(Saved entries)
________________

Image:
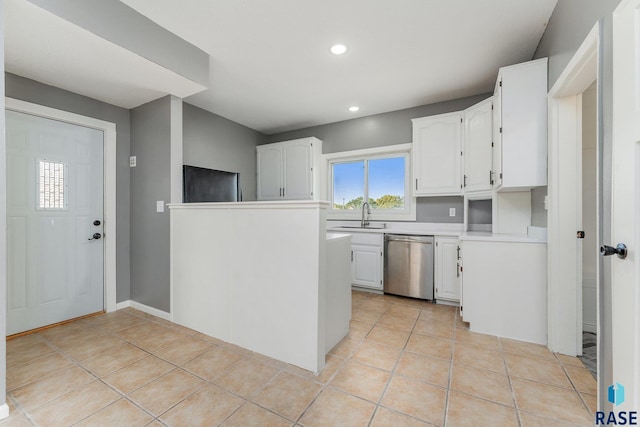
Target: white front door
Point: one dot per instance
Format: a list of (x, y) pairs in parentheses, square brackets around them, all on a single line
[(54, 221), (625, 209)]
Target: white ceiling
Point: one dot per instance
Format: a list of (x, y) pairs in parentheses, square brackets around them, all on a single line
[(270, 66), (46, 48)]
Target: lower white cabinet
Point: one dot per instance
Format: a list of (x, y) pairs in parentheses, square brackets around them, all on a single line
[(447, 269), (505, 289), (366, 260)]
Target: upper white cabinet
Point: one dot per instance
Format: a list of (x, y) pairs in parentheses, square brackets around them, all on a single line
[(288, 170), (437, 152), (520, 126), (478, 141)]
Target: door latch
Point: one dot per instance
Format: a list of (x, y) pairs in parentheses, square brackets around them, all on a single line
[(620, 250)]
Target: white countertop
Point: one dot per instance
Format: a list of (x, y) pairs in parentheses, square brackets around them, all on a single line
[(490, 237), (411, 228), (435, 229)]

________________

▶ About this task
Pick out all lines from the data above in which the word "door" appears.

▶ Task answer
Target: white front door
Target: door latch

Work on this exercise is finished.